◆ **Input material**:
"""

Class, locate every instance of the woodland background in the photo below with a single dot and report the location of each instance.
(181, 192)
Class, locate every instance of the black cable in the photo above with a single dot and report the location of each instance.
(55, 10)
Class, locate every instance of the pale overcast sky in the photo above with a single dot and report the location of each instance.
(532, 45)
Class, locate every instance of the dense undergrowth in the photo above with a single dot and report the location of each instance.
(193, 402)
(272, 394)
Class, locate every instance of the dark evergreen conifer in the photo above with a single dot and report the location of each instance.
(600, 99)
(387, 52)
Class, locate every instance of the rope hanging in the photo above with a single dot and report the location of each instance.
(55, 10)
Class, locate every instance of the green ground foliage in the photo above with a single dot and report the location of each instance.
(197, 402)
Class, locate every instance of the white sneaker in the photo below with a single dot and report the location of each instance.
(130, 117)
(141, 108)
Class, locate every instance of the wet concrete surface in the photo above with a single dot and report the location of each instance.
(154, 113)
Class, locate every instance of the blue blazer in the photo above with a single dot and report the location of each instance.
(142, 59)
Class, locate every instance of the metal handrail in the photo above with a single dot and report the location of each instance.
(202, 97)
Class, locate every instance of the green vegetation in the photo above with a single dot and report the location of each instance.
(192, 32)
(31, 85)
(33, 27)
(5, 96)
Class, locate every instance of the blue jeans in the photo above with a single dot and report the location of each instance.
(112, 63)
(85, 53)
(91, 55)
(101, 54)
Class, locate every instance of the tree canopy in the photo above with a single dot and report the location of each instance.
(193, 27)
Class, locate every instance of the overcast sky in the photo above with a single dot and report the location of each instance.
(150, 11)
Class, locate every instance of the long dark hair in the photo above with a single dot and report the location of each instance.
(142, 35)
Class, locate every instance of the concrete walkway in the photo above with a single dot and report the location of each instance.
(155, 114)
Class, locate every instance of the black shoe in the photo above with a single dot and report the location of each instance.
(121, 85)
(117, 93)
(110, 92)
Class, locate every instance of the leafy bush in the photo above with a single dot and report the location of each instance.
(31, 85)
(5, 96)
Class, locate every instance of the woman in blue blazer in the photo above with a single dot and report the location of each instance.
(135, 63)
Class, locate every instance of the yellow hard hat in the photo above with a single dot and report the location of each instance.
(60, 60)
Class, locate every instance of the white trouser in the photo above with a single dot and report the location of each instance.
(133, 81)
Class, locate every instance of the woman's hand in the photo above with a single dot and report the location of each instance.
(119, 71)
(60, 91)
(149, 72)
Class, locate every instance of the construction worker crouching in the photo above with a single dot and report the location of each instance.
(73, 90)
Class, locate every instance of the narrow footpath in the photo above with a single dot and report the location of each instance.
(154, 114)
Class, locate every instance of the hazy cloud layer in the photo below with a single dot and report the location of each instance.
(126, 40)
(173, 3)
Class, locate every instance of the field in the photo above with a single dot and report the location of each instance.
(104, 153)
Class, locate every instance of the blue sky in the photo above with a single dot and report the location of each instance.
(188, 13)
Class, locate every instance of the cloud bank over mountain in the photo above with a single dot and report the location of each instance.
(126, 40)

"""

◆ **Problem to work on**:
Whatever appears in the lines above should be copied exactly.

◆ **Finished task**:
Class, locate every instance of the woodland background in the photo below with a single dot and report the location of each instance.
(181, 192)
Class, locate every instance of the black cable in the photo above with a single dot and report the location of each instance.
(55, 10)
Class, locate every instance of the pale overcast sky in the photo above with a single dot and report the location of each instance.
(532, 45)
Class, locate every instance of the dense undergrowth in the photo above with a single dot and report the location of each instance.
(193, 402)
(272, 394)
Class, locate every instance of the dark evergreen conifer in the photo above with a single dot and report the location of each instance.
(600, 99)
(387, 52)
Class, locate every instance of the rope hanging in the photo above with a single dot and report the location of each instance.
(55, 10)
Class, locate every instance of the green ground foliage in the photo above with a single dot and report the location of each instance.
(197, 402)
Class, locate every instance of the white sneaker in the photo below with a single dot and report the location of each instance.
(130, 117)
(141, 108)
Class, locate every instance of the wet concrete surface in the photo above with a single dot and report the location of each instance.
(154, 113)
Class, locate every instance of the blue blazer in the photo above with a single dot and report the location of each instance.
(142, 59)
Class, locate every instance of the metal handrail in the photo above with a single dot and report the location of each instance.
(202, 97)
Class, locate every instance of the green vegetation in the photo above with a single dot and report the location of each instance.
(192, 32)
(31, 85)
(33, 27)
(5, 96)
Class, locate every instance of the blue jeans in the photo above with a single dot and report the location of each instance.
(112, 63)
(85, 53)
(91, 55)
(101, 54)
Class, locate every instance of the tree canopy in the photo above with a single dot and report the location of each instance.
(193, 27)
Class, locate every instance of the overcast sky in the photo above with a single dot and report the location of each instance.
(150, 11)
Class, locate every instance of the long dark hair in the photo above with a single dot and report the location of each instance.
(142, 35)
Class, locate every instance of the concrete walkway in the photo above with a single dot and report the location of each instance.
(155, 114)
Class, locate every instance of the black shoe in the photo above with a single dot and report the location of each instance.
(121, 85)
(117, 93)
(110, 92)
Class, locate every instance of the leafy bush in the photo above with a single dot and report the location of each instance.
(31, 85)
(5, 96)
Class, locate every instance of the woman in blue blazer in the photo above with a single dot and report the location of each instance.
(135, 63)
Class, locate every instance of the yellow hard hat in the photo above with a single dot and report the location of each instance.
(60, 60)
Class, locate every instance of the white trouser in the photo above with a single dot and report the location of each instance.
(133, 81)
Class, locate every instance of the woman's hand in the photo above with a single dot and report the location of each instance.
(119, 71)
(60, 91)
(149, 72)
Class, locate every instance of the construction worker crouching in the photo above with a single dot and report the location of each instance.
(73, 90)
Class, locate every instance of the narrow footpath in the photo above with a single dot and report the location of each instance.
(154, 114)
Class, locate every instance of the hazy cloud layer in the photo below with a single dot and report the location of each instance.
(126, 40)
(173, 3)
Class, locate every instance of the field in the photo above with a single dot and report the location of each instance.
(104, 153)
Class, locate every instance of the blue sky in the photo above with a single dot and report the location of each instance.
(188, 13)
Class, locate every instance of the cloud bank over mountain in the photo above with a single dot and report the location of each instance.
(126, 40)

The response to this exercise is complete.